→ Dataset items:
● ● ● ●
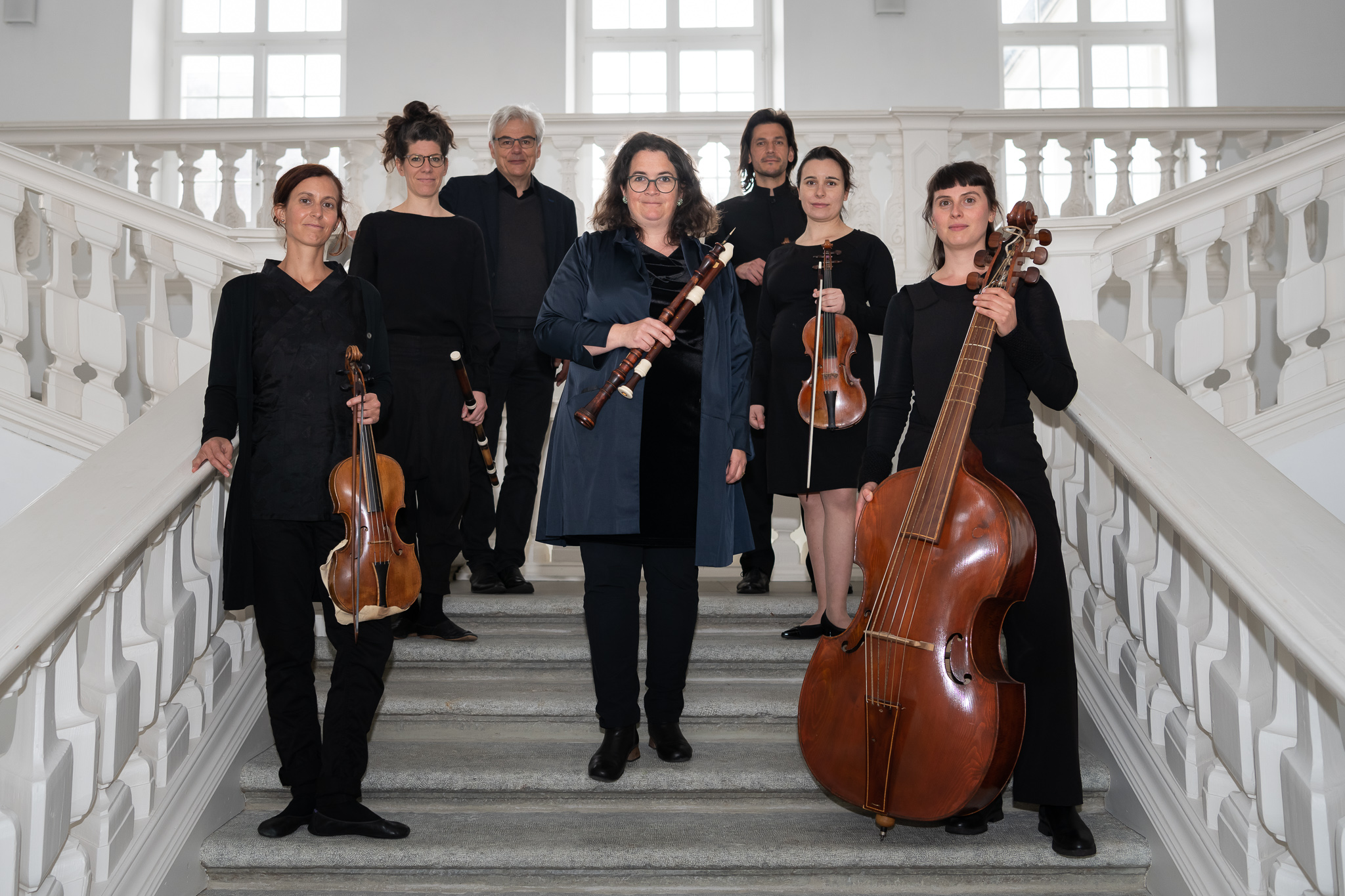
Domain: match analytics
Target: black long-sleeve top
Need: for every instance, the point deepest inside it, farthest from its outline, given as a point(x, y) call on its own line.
point(432, 276)
point(926, 327)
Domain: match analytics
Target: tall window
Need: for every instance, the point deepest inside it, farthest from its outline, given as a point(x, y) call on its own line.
point(671, 55)
point(244, 58)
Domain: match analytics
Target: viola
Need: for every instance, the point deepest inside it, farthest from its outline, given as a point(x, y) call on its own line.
point(911, 712)
point(373, 572)
point(830, 340)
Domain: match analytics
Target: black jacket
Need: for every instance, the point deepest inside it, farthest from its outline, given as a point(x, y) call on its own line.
point(477, 198)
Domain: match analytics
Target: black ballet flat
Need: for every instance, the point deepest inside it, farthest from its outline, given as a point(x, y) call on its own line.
point(1070, 836)
point(669, 743)
point(977, 822)
point(619, 747)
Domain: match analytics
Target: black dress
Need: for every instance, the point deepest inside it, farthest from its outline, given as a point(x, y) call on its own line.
point(432, 276)
point(926, 327)
point(780, 364)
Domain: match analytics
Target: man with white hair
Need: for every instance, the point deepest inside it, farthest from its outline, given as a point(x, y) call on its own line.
point(529, 227)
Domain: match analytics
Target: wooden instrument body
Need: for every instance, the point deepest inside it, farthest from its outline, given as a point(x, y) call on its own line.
point(841, 402)
point(948, 747)
point(389, 572)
● ● ● ●
→ Instructions to follow:
In the data above, find the line that contains "Target: black jacket" and the line that contains "Target: wooden instrument body". Repeat exactly those lines and every line between them, and only those.

→ Completed exercise:
Target: black jacket
Need: for every instance, the point deepest inside it, farthest from its outline, given as a point(x, y) call on its own line.
point(477, 198)
Domain: match analytics
Target: black ballet flat
Need: for every instance, the point deepest inside it, farthest from its outline, given as a point(x, y) call on its own line.
point(1070, 836)
point(669, 743)
point(977, 822)
point(619, 747)
Domain: match analytics
Target: black dress
Need: for every instance, the point deepest inside it, farthest from its outline, given as a point(x, y) call on its own line.
point(432, 276)
point(926, 327)
point(780, 364)
Domain: match analytics
Target: man with white hair
Need: for every instance, the point deepest inside it, farthest from its outline, given as a point(x, y) call on its own line.
point(529, 227)
Domain: match analytics
Target: wooden instrument body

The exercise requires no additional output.